**OBJECTIVE**
The data below needs to be returned exactly, line for line.

**Records contained in a dataset**
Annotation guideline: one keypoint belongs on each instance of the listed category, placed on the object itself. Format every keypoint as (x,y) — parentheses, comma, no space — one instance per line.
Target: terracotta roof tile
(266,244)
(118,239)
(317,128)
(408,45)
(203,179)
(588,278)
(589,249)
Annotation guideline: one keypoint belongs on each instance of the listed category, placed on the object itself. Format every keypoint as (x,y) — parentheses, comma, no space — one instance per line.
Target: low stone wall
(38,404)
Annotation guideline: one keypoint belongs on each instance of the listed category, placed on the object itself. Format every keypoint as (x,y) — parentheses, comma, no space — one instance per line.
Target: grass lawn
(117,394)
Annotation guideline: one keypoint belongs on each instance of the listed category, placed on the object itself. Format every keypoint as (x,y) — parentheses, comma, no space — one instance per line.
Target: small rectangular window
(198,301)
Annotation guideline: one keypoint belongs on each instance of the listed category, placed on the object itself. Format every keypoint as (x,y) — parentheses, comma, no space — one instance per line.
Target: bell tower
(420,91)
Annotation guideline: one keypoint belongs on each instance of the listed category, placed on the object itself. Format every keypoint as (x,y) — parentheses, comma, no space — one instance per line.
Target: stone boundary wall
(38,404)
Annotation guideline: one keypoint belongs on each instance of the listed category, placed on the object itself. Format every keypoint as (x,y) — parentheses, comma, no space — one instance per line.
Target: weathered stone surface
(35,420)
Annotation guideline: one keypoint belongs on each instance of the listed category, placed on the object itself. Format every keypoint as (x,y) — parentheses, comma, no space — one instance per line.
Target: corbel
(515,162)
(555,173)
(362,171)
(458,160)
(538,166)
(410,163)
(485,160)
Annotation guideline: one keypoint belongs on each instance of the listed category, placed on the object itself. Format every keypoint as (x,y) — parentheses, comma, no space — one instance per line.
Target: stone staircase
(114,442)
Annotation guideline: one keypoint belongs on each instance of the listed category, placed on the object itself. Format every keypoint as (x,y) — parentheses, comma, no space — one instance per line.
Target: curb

**WRITTEN SOLUTION**
Annotation guideline: one keypoint belongs on each instance of the listed category, placed on the object itself. Format every keypoint as (x,y) — parentheses, comma, no space — one instance per line.
Target: terracotta roof tile
(266,244)
(118,239)
(317,128)
(408,45)
(203,179)
(588,278)
(589,249)
Annotation guideline: one keypoint belongs on each instance of the listed category, placed on the object itself. Format every keypoint as (x,y) — parentheses, comma, no space — one instance per line.
Target: low stone wall
(38,404)
Annotation guideline: one keypoint belongs on each instance of the listed category, placed on the object itself. Format every keypoint as (x,y) — parentheses, comma, no space — one instance per line.
Target: grass lawn
(117,394)
Annotation guideline: one keypoint belongs on each instance of the listed category, placed on the object itself. Format every keypoint as (x,y) — parentheses, comma, no space — one instance per line.
Target: small rectangular window
(198,301)
Annotation guideline: one keypoint belongs on each instance of the listed category, placed on the object itself. Format every keypoint as (x,y) — parentheses, comma, no space — one instance per line.
Target: bell tower
(420,91)
Annotation guideline: one keypoint belongs on each instance of the listed category, placed on the object itself. Format every keypoint as (x,y) — parentheses, comma, no space — one instance per line.
Target: stone boundary wall
(38,404)
Annotation guideline: one keypoint belongs on each instance of the listed category, placed on the object itself. Format every keypoint as (x,y) — parentheses, comma, no space — one instance per line.
Target: weathered stone surface
(35,420)
Annotation guideline: one keypoint belongs on each instance of the listed category, placed on the object itself. Format every keypoint as (x,y) — parentheses, comma, no space — one instance per line.
Target: corbel
(515,162)
(555,173)
(362,171)
(458,160)
(538,166)
(410,163)
(485,160)
Annotation guideline: one keypoint belongs on each instance of the listed category, placed on the object itself. Format every keypoint as (x,y) — parentheses, comma, no space — one instance per line.
Target: stone staircase
(114,442)
Annotation guideline: one keypoint belongs on each instance of the listed category, placed on the object itself. Format every keypoint as (x,y) — parentheses, comma, no space — one instance per line.
Target: curb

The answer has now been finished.